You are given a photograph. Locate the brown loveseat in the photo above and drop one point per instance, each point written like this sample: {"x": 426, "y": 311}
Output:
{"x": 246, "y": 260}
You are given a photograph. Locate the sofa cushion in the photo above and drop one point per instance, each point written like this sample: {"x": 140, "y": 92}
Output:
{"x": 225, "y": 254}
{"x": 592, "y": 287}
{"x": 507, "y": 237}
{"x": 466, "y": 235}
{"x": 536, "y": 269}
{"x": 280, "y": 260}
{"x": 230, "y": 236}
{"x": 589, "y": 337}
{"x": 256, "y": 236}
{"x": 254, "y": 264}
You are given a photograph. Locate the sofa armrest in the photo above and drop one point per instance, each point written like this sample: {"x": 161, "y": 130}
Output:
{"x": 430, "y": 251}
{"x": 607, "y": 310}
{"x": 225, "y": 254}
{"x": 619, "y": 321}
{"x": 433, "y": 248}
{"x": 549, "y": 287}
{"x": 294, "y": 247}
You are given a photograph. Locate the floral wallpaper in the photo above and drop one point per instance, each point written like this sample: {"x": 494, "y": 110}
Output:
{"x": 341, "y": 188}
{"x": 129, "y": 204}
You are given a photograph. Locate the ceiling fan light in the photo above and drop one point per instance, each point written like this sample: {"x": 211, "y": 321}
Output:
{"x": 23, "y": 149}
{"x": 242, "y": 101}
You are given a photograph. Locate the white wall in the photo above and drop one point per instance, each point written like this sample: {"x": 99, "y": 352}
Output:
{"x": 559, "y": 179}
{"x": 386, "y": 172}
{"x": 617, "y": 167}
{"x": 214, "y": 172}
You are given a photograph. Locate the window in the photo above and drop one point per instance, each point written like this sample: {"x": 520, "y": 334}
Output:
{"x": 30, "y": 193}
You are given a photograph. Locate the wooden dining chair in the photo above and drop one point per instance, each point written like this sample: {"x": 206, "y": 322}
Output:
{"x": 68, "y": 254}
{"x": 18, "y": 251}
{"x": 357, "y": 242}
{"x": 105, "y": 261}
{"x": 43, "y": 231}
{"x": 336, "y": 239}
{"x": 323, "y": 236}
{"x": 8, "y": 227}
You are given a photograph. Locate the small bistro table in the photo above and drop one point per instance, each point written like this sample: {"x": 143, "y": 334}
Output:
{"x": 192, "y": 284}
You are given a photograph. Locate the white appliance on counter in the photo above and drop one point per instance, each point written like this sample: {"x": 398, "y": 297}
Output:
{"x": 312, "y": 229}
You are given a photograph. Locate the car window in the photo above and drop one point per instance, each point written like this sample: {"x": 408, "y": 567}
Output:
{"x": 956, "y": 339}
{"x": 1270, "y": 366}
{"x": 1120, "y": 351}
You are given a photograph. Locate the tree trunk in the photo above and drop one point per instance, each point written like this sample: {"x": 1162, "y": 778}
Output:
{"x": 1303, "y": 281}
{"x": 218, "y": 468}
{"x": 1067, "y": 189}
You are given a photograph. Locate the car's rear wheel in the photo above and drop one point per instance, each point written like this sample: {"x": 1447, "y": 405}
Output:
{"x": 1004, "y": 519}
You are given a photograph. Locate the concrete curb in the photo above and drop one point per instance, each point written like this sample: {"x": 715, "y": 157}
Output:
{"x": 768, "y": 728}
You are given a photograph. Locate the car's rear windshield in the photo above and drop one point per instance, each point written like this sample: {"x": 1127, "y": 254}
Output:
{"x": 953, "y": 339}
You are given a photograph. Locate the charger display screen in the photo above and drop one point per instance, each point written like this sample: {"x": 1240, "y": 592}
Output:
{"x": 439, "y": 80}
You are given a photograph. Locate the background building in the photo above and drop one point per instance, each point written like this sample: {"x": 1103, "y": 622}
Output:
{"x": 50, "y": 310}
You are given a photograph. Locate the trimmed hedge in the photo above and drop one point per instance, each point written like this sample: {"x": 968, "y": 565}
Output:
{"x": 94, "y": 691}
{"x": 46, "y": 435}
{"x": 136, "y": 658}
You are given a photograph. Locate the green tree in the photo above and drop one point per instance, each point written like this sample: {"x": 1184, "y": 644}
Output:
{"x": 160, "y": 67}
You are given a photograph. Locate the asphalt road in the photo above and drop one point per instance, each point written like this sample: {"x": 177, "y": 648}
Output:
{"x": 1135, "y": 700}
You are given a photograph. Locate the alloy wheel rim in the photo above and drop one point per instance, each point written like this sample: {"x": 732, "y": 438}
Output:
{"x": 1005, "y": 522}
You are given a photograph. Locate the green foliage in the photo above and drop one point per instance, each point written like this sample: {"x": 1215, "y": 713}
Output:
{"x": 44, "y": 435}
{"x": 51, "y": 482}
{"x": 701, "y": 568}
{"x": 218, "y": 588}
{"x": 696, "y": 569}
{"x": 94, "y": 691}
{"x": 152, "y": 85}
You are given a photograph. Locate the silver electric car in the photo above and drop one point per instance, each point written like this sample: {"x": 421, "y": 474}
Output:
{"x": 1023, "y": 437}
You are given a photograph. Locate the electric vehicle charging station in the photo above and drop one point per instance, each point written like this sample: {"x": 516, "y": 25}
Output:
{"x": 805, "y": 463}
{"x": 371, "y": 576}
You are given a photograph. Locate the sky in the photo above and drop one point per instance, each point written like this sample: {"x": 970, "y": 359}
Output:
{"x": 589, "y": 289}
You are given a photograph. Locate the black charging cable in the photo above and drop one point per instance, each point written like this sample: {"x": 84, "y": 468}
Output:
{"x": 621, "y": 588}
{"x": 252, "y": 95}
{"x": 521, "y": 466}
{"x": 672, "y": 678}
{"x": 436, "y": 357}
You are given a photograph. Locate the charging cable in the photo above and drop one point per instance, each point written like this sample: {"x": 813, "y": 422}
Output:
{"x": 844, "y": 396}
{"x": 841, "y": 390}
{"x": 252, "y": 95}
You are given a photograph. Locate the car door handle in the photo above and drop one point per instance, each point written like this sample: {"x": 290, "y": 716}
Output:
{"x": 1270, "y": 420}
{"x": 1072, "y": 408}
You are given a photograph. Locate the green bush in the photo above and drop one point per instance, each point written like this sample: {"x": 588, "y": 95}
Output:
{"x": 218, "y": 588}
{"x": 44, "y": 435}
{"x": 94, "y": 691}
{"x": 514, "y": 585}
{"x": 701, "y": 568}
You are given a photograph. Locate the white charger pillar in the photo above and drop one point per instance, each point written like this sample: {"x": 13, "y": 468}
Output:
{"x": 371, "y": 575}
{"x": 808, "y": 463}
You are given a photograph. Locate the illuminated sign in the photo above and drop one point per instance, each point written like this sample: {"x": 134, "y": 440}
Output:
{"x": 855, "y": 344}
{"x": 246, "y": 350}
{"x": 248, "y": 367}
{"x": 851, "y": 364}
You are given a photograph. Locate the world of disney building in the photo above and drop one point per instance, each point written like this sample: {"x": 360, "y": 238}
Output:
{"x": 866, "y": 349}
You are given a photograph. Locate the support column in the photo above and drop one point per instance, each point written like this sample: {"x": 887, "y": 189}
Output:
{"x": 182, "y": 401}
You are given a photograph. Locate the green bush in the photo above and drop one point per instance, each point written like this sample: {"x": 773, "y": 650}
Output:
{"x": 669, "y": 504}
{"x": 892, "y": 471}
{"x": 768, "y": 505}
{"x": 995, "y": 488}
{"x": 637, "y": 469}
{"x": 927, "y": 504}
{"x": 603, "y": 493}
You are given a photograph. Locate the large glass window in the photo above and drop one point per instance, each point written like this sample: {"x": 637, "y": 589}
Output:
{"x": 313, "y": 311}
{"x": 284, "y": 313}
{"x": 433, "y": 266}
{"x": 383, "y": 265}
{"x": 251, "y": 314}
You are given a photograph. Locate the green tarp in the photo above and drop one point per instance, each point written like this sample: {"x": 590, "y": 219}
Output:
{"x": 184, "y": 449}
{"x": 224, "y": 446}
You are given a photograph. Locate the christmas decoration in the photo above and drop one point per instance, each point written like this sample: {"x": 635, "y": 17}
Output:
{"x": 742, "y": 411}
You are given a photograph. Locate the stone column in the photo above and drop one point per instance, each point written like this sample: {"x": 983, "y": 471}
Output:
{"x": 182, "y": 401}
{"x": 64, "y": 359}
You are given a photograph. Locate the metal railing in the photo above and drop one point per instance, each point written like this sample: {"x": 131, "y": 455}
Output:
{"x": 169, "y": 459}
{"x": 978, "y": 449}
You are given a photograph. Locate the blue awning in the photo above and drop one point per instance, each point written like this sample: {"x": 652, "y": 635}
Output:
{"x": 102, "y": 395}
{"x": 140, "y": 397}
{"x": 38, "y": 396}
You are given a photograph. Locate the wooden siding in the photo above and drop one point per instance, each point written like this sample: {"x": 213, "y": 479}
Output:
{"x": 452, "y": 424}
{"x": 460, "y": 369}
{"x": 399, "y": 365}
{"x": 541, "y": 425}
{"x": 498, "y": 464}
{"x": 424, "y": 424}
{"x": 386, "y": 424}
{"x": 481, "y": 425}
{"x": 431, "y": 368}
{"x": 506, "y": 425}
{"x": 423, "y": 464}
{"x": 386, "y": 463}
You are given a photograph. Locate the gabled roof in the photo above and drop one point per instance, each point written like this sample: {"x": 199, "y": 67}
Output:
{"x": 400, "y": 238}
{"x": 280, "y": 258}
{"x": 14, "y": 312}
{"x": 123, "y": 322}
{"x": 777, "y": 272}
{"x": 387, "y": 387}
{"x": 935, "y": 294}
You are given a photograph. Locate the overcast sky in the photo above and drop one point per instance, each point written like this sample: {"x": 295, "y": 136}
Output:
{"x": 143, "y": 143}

---*---

Retype without any change the lines beginning with the one that contains "You are given a photograph. Locate the wooden siding" and continuing through the last line of the records above.

You are given a photograph. Locate the wooden siding in the photo above and drop one point per instance, each point written like this sample: {"x": 213, "y": 479}
Output:
{"x": 452, "y": 424}
{"x": 460, "y": 369}
{"x": 399, "y": 365}
{"x": 541, "y": 425}
{"x": 498, "y": 464}
{"x": 424, "y": 424}
{"x": 386, "y": 424}
{"x": 481, "y": 425}
{"x": 431, "y": 368}
{"x": 506, "y": 425}
{"x": 423, "y": 464}
{"x": 386, "y": 463}
You are given a photograph. Locate the gabled roof in the photo above and drop one point per instance, each point written like this sample: {"x": 199, "y": 67}
Output:
{"x": 400, "y": 238}
{"x": 280, "y": 258}
{"x": 14, "y": 312}
{"x": 123, "y": 322}
{"x": 777, "y": 272}
{"x": 387, "y": 387}
{"x": 935, "y": 294}
You are given a photograph. Locate the overcast sky in the photo above and drop one point per instance, each point written like this sample: {"x": 295, "y": 136}
Output:
{"x": 143, "y": 143}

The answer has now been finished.